Source document »

# # # # #

We believe that an adequate knowledge of the impact on survival of the analyzed risk factors may help to guide the surgical decision process in IE patients. Some meta-analyses were developed to assess the optimal time to surgery, compared biological versus mechanical prosthesis, or compared valve replacement versus valve repair in IE patients. But to our knowledge, our study is the first meta-analysis of prognostic factors in IE surgery in which 11 factors associated with poor outcome were assessed. Recently, Wang et al. published a meta-analysis of risk-scores in surgery for IE [67], comparing the prognostic utility of EuroSCORE I and II, which included 8 studies (1743 patients), and they calculated pooled c-statistics for operative mortality for both scores. They concluded that EuroSCORE had a trend to over-estimate mortality, and suggested that EuroSCORE II would be a better estimator, but in addition, the authors made great emphasis on the need to develop new endocarditis-specific risk scores. One possible future study, after identification of these preoperative factors related to in-hospital mortality, could be the use of the obtained regression coefficients in the development of a new specific-IE score derived from the literature search.

Study limitations

The major limitation of this report is that our meta-analysis included both prospective and retrospective observational studies, with a small to moderate number of patients. Therefore, because of their observational nature, there could be some unidentified differences between the studies, regarding different disease spectrum, referring population size, epidemiological factors, hospital differences, referral bias [68] or surgical indications. For example, the aggressiveness of endocarditis could be different between the included studies, since some of them included only left site IE; whereas other studies included also right side IE. In addition, some studies considered in-hospital mortality as their main outcome, whereas other calculated 30-day mortality. However, predefined criteria insured the inclusion of exclusively active IE. Unfortunately, the results of the individual studies included were not adjusted for baseline differences, since we reported the OR from the univariate analysis or the ones obtained from raw data calculations; so there is risk of bias because of unknown confounders. Of the 16 studies finally included in the meta-analysis, it is important to note that none of them included as much as these 11 factors altogether.

# # # # #

Supplied entries »

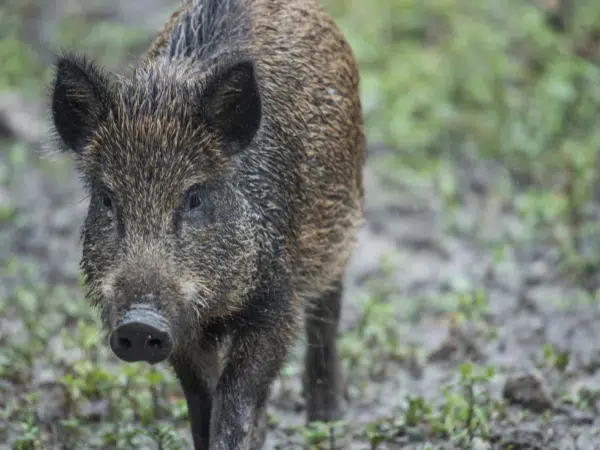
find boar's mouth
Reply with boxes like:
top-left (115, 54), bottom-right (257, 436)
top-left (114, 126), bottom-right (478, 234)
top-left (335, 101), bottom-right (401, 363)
top-left (110, 308), bottom-right (173, 364)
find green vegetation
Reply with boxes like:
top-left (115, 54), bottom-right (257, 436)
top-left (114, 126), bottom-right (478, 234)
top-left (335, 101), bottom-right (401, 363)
top-left (0, 0), bottom-right (600, 450)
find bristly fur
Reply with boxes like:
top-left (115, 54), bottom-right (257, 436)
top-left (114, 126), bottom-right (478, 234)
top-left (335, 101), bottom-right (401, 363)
top-left (166, 0), bottom-right (248, 59)
top-left (50, 0), bottom-right (365, 450)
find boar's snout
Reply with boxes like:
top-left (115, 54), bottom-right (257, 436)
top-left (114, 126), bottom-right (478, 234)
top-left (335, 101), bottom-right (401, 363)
top-left (110, 309), bottom-right (173, 364)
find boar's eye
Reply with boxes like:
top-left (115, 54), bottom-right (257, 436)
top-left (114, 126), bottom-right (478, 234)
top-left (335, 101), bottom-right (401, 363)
top-left (184, 185), bottom-right (202, 211)
top-left (100, 192), bottom-right (113, 211)
top-left (187, 192), bottom-right (200, 210)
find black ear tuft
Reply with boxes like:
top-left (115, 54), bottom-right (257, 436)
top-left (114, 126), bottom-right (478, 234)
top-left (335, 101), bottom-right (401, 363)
top-left (51, 53), bottom-right (110, 153)
top-left (201, 61), bottom-right (262, 152)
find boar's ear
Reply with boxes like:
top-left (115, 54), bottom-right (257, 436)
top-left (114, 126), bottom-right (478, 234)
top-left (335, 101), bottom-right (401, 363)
top-left (201, 61), bottom-right (261, 153)
top-left (51, 53), bottom-right (110, 153)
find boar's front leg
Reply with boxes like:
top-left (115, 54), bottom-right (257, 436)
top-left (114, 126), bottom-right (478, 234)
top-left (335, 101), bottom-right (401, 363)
top-left (210, 284), bottom-right (295, 450)
top-left (171, 348), bottom-right (218, 450)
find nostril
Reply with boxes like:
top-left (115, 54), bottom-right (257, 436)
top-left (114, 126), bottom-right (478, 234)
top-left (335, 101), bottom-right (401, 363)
top-left (119, 338), bottom-right (132, 348)
top-left (148, 338), bottom-right (162, 349)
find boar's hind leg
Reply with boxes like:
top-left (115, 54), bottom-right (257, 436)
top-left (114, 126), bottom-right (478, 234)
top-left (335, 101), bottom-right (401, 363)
top-left (173, 361), bottom-right (212, 450)
top-left (304, 281), bottom-right (343, 423)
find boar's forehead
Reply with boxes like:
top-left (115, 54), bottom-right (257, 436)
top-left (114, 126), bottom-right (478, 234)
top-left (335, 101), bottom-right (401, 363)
top-left (87, 114), bottom-right (225, 194)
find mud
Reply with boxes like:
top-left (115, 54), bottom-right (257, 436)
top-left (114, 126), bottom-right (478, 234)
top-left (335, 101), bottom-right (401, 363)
top-left (0, 0), bottom-right (600, 450)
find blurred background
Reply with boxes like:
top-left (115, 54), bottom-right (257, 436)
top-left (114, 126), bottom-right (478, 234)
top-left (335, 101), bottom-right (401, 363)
top-left (0, 0), bottom-right (600, 450)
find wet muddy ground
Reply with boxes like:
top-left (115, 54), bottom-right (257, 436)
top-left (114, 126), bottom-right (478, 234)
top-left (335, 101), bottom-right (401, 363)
top-left (0, 1), bottom-right (600, 450)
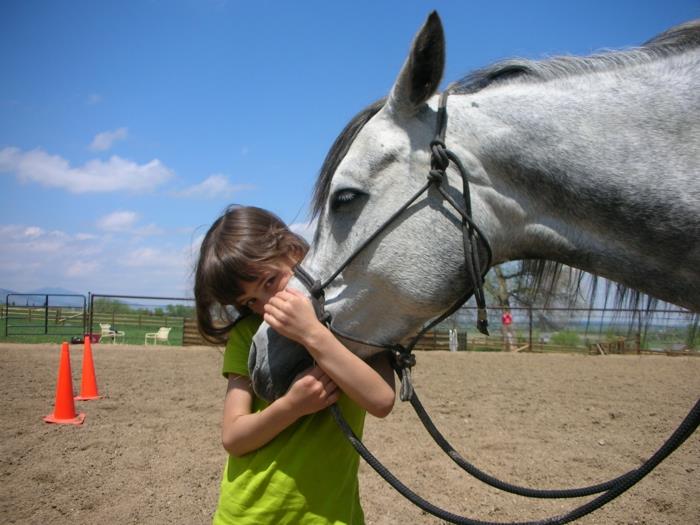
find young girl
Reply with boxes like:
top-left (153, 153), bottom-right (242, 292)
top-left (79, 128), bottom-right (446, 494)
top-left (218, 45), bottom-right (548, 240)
top-left (194, 207), bottom-right (394, 525)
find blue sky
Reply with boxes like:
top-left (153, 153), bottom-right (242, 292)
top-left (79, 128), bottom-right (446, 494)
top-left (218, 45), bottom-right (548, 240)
top-left (0, 0), bottom-right (700, 297)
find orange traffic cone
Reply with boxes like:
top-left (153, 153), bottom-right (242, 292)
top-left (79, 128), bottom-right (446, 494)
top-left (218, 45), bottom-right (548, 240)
top-left (44, 343), bottom-right (85, 425)
top-left (75, 337), bottom-right (100, 401)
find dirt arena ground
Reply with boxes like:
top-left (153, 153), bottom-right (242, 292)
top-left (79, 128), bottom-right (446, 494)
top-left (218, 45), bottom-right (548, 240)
top-left (0, 344), bottom-right (700, 525)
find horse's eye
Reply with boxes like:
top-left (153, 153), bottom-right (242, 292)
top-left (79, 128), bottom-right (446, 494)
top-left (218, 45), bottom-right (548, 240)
top-left (331, 189), bottom-right (364, 211)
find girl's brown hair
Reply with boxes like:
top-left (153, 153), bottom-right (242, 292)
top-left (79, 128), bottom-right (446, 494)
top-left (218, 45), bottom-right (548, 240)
top-left (194, 206), bottom-right (308, 344)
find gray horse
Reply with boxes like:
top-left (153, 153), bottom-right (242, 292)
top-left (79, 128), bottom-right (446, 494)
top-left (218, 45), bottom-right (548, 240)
top-left (249, 13), bottom-right (700, 399)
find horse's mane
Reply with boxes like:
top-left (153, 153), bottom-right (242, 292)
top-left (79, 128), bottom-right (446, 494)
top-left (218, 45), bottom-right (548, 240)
top-left (311, 19), bottom-right (700, 310)
top-left (450, 19), bottom-right (700, 94)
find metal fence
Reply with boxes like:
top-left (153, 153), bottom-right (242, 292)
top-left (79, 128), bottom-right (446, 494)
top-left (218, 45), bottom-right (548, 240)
top-left (0, 294), bottom-right (700, 355)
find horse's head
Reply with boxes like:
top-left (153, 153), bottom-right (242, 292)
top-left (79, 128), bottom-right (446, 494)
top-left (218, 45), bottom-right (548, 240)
top-left (249, 13), bottom-right (486, 399)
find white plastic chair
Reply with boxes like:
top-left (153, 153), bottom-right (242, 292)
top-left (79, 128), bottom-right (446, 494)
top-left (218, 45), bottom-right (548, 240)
top-left (143, 326), bottom-right (172, 345)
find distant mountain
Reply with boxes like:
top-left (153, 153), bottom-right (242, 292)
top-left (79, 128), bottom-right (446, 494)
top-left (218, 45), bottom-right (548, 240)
top-left (0, 288), bottom-right (17, 304)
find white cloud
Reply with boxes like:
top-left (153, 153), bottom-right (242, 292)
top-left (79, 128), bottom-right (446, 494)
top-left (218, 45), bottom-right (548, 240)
top-left (97, 211), bottom-right (139, 232)
top-left (90, 128), bottom-right (129, 151)
top-left (24, 226), bottom-right (44, 238)
top-left (0, 147), bottom-right (173, 193)
top-left (175, 173), bottom-right (254, 199)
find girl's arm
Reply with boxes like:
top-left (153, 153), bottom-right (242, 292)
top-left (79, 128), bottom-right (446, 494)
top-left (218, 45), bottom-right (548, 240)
top-left (264, 288), bottom-right (395, 417)
top-left (221, 366), bottom-right (339, 456)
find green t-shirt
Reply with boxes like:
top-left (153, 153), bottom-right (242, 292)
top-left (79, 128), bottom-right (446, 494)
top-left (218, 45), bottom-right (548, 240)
top-left (214, 315), bottom-right (365, 525)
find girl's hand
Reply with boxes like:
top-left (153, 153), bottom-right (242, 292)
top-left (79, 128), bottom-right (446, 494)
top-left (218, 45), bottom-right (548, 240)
top-left (283, 366), bottom-right (340, 417)
top-left (263, 288), bottom-right (324, 346)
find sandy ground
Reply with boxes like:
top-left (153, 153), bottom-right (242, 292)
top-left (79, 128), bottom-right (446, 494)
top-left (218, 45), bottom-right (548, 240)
top-left (0, 344), bottom-right (700, 525)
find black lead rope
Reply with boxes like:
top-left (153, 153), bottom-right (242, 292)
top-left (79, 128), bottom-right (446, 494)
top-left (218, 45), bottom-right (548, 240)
top-left (330, 393), bottom-right (700, 525)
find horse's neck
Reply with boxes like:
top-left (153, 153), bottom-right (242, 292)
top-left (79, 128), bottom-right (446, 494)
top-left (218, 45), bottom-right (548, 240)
top-left (451, 59), bottom-right (700, 309)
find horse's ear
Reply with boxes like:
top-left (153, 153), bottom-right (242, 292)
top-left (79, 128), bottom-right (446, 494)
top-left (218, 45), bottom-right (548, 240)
top-left (387, 11), bottom-right (445, 116)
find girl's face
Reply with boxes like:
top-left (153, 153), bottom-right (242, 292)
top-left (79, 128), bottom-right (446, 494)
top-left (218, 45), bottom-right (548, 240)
top-left (237, 257), bottom-right (295, 315)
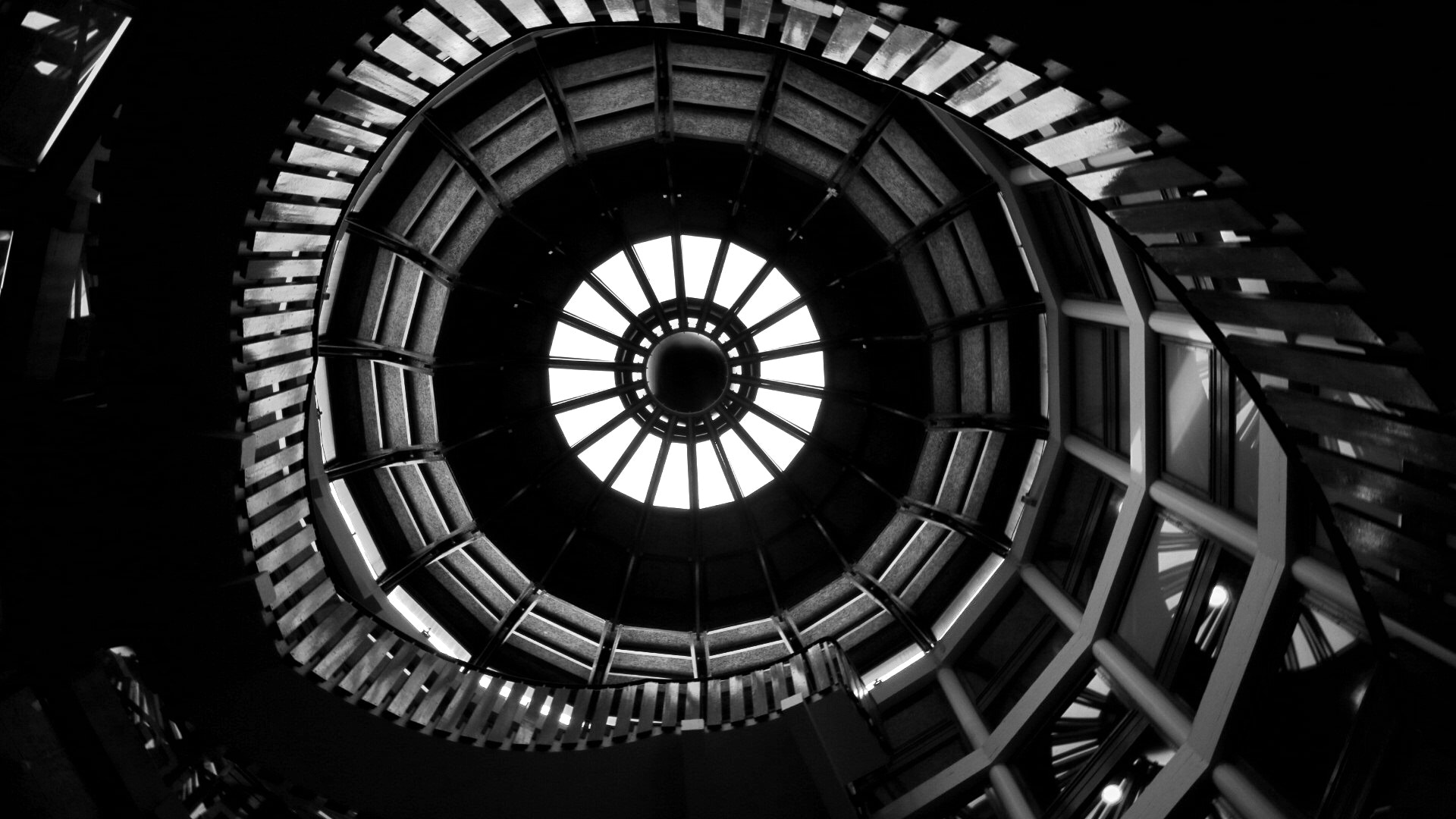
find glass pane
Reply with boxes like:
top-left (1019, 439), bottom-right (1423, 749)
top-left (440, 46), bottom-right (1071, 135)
top-left (592, 253), bottom-right (648, 315)
top-left (546, 367), bottom-right (617, 403)
top-left (1112, 328), bottom-right (1133, 455)
top-left (1233, 381), bottom-right (1260, 517)
top-left (1117, 516), bottom-right (1203, 669)
top-left (698, 441), bottom-right (733, 509)
top-left (714, 245), bottom-right (763, 307)
top-left (753, 301), bottom-right (818, 350)
top-left (720, 430), bottom-right (774, 497)
top-left (738, 270), bottom-right (799, 326)
top-left (755, 389), bottom-right (820, 431)
top-left (682, 236), bottom-right (722, 299)
top-left (611, 436), bottom-right (663, 501)
top-left (566, 281), bottom-right (628, 335)
top-left (1072, 324), bottom-right (1106, 443)
top-left (652, 443), bottom-right (692, 509)
top-left (734, 413), bottom-right (804, 471)
top-left (551, 322), bottom-right (617, 362)
top-left (758, 353), bottom-right (824, 386)
top-left (632, 236), bottom-right (677, 302)
top-left (556, 398), bottom-right (622, 446)
top-left (1163, 344), bottom-right (1213, 493)
top-left (581, 421), bottom-right (641, 481)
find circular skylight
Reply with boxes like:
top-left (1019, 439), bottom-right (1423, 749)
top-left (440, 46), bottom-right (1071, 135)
top-left (548, 236), bottom-right (824, 509)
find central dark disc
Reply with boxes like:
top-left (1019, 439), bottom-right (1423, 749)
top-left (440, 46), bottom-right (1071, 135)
top-left (646, 331), bottom-right (728, 413)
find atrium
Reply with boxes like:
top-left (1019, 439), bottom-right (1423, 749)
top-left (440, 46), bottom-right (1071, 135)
top-left (0, 0), bottom-right (1456, 819)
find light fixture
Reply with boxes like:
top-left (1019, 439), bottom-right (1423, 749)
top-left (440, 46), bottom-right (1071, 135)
top-left (1102, 783), bottom-right (1127, 805)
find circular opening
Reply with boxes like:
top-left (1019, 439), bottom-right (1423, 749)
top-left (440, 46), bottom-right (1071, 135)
top-left (646, 331), bottom-right (728, 414)
top-left (548, 236), bottom-right (824, 509)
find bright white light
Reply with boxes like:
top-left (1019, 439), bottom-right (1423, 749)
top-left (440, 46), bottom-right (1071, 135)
top-left (750, 302), bottom-right (818, 350)
top-left (682, 236), bottom-right (722, 299)
top-left (714, 245), bottom-right (763, 307)
top-left (1102, 783), bottom-right (1124, 805)
top-left (592, 253), bottom-right (648, 313)
top-left (36, 17), bottom-right (131, 163)
top-left (551, 322), bottom-right (617, 362)
top-left (755, 389), bottom-right (820, 431)
top-left (611, 436), bottom-right (663, 501)
top-left (652, 443), bottom-right (692, 509)
top-left (758, 353), bottom-right (824, 386)
top-left (741, 413), bottom-right (804, 471)
top-left (546, 367), bottom-right (617, 403)
top-left (722, 430), bottom-right (774, 497)
top-left (698, 441), bottom-right (733, 509)
top-left (581, 413), bottom-right (641, 481)
top-left (738, 270), bottom-right (799, 326)
top-left (556, 398), bottom-right (622, 446)
top-left (20, 11), bottom-right (61, 30)
top-left (566, 281), bottom-right (628, 335)
top-left (632, 236), bottom-right (677, 302)
top-left (1209, 586), bottom-right (1228, 609)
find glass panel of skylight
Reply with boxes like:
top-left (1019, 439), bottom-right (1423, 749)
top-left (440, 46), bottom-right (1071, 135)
top-left (581, 410), bottom-right (641, 481)
top-left (755, 389), bottom-right (820, 431)
top-left (551, 322), bottom-right (617, 362)
top-left (698, 440), bottom-right (733, 509)
top-left (592, 253), bottom-right (648, 313)
top-left (556, 398), bottom-right (622, 446)
top-left (546, 367), bottom-right (617, 403)
top-left (758, 353), bottom-right (824, 386)
top-left (722, 430), bottom-right (774, 497)
top-left (750, 303), bottom-right (818, 350)
top-left (566, 281), bottom-right (628, 335)
top-left (738, 270), bottom-right (799, 326)
top-left (741, 413), bottom-right (804, 471)
top-left (714, 245), bottom-right (763, 307)
top-left (682, 236), bottom-right (722, 299)
top-left (611, 436), bottom-right (663, 501)
top-left (632, 236), bottom-right (677, 302)
top-left (652, 443), bottom-right (692, 509)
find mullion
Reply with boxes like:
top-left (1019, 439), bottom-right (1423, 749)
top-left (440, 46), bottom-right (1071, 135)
top-left (698, 239), bottom-right (731, 329)
top-left (585, 272), bottom-right (652, 338)
top-left (687, 421), bottom-right (699, 512)
top-left (728, 375), bottom-right (924, 424)
top-left (646, 436), bottom-right (673, 506)
top-left (673, 231), bottom-right (687, 329)
top-left (443, 381), bottom-right (646, 453)
top-left (623, 245), bottom-right (671, 332)
top-left (733, 394), bottom-right (901, 503)
top-left (718, 398), bottom-right (783, 479)
top-left (734, 335), bottom-right (924, 362)
top-left (725, 294), bottom-right (808, 347)
top-left (714, 255), bottom-right (774, 332)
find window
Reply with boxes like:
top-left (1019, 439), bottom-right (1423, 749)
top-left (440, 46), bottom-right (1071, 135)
top-left (548, 236), bottom-right (824, 509)
top-left (1032, 459), bottom-right (1127, 606)
top-left (1117, 514), bottom-right (1249, 707)
top-left (1162, 341), bottom-right (1260, 517)
top-left (1072, 322), bottom-right (1133, 455)
top-left (1025, 182), bottom-right (1117, 300)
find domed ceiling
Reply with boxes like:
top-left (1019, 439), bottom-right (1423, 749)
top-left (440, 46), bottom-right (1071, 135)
top-left (307, 29), bottom-right (1043, 682)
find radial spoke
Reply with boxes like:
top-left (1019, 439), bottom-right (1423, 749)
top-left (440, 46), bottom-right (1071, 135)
top-left (623, 245), bottom-right (671, 329)
top-left (646, 436), bottom-right (673, 506)
top-left (698, 239), bottom-right (731, 329)
top-left (443, 379), bottom-right (648, 453)
top-left (734, 335), bottom-right (924, 362)
top-left (457, 281), bottom-right (642, 353)
top-left (714, 261), bottom-right (774, 329)
top-left (585, 272), bottom-right (652, 337)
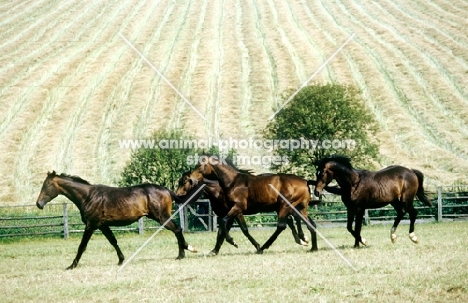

# # # # #

Prompt 1 »
Decide whether each statement agrees with the endocarditis surgery passage, answering yes or no and quoting the words of the passage that settle it: (a) The meta-analysis by Wang et al. included 8 studies. (b) Every study in this meta-analysis used 30-day mortality as its main outcome. (c) At least one of the 16 included studies covered all 11 factors.
Prompt 2 »
Using the endocarditis surgery passage, answer each question:
(a) How many patients did the studies in Wang et al.'s meta-analysis include?
(b) Which two kinds of observational studies did this meta-analysis include?
(c) How many studies were finally included in this meta-analysis?

Reply 1 »
(a) Yes: "which included 8 studies (1743 patients)"
(b) No: "some studies considered in-hospital mortality as their main outcome, whereas other calculated 30-day mortality"
(c) No: "none of them included as much as these 11 factors altogether"

Reply 2 »
(a) 1743 patients
(b) Prospective and retrospective observational studies
(c) 16 studies